TESTO FORNITO:
Protagonista d’eccezione della cerimonia d’apertura del 41mo Torino Film Festival, venerdì 24 novembre, sarà uno dei grandi maestri del cinema italiano, Pupi Avati, regista, produttore, sceneggiatore e grande affabulatore.
Nel corso della serata, condotta da Steve Della Casa, direttore del Festival e storica voce di Hollywood Party, si avvicenderanno sul palco, per rendergli omaggio, alcune personalità del mondo del cinema e dello spettacolo che con Avati hanno condiviso momenti importanti del loro percorso umano e artistico: Micaela Ramazzotti, Neri Marcorè, Lodo Guenzi.
Madrina della cerimonia di apertura sarà l’attrice ed ex modella Catrinel Marlon. Cavalcando il successo dell’edizione precedente, la cerimonia di apertura sarà nuovamente trasmessa in diretta su Rai Radio 3 nell’ambito del programma Hollywood Party, a partire dalle ore 19.00. A fare da sfondo alla serata inaugurale, che si inserisce nella collaborazione del Festival con la Rai, Main Media Partner da anni, sarà la Reggia di Venaria. Dopo l’inaugurazione, sabato 25 novembre, sarà presentato il primo film Fuori Concorso, Un anno difficile, la nuova commedia di Olivier Nakache ed Éric Toledano, con Pio Marmaï, Jonathan Cohen e Noémie Merlant.
Sempre Fuori Concorso, in anteprima italiana, sarà presentato Il cielo brucia di Christian Petzold, presente in sala, Orso d’Argento all’ultimo Festival di Berlino. In programma Fuori Concorso anche A guardia di una fede per la regia di Andrea Zambelli, documentario che racconta la storia della Curva Nord dell’Atalanta, dal 1993 ad oggi, attraverso gli occhi di Claudio “Bocia” Galimberti, una delle figure più carismatiche degli ultras bergamaschi.

SEZIONE DATI:
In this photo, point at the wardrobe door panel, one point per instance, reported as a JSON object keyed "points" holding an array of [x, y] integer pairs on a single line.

ESERCIZIO A: Elenca i film che, secondo il testo sul Torino Film Festival, saranno presentati Fuori Concorso.
ESERCIZIO B: Nel testo sul Torino Film Festival, quale luogo farà da sfondo alla serata inaugurale?
ESERCIZIO C: Prosegui il testo sul Torino Film Festival a partire dalla sua ultima frase.

RISULTATO A:
- Un anno difficile
- Il cielo brucia
- A guardia di una fede

RISULTATO B: La Reggia di Venaria.

RISULTATO C:
Tra gli appuntamenti della 41ma edizione, ci sarà anche una retrospettiva dedicata a Sergio Citti, in occasione del novantesimo anno dalla nascita, realizzata in collaborazione con il Centro Sperimentale di Cinematografia – Cineteca Nazionale. Collaboratore di Pasolini e regista unico nel panorama italiano, Citti sarà omaggiato dal TFF con la prima retrospettiva completa che gli sia mai stata dedicata, nella quale verranno mostrati tutti i lungometraggi realizzati per il cinema e le opere per la televisione, proiezioni che saranno introdotte da uno o più ospiti, tra storici del cinema o interpreti e collaboratori del cineasta.
In occasione della retrospettiva, curata da Stefano Boni, Grazia Paganelli, Matteo Pollone e Caterina Taricano, sarà inoltre pubblicato un volume edito dal Centro Sperimentale di Cinematografia – Cineteca Nazionale, curato da Matteo Pollone e Caterina Taricano, che propone una filmografia commentata, una bibliografia definitiva, oltre a una selezione di dichiarazioni dello stesso Citti ed una serie di ricordi di chi lo ha conosciuto bene e ha lavorato con lui. Tra questi David Grieco, Giancarlo Scarchilli, Carlo Verdone, Pupi Avati, Sergio Rubini, Elena Sofia Ricci, Silvio Orlando, Rosario Fiorello, Enrico Montesano, Anna Melato, Ida di Benedetto, Vera Gemma.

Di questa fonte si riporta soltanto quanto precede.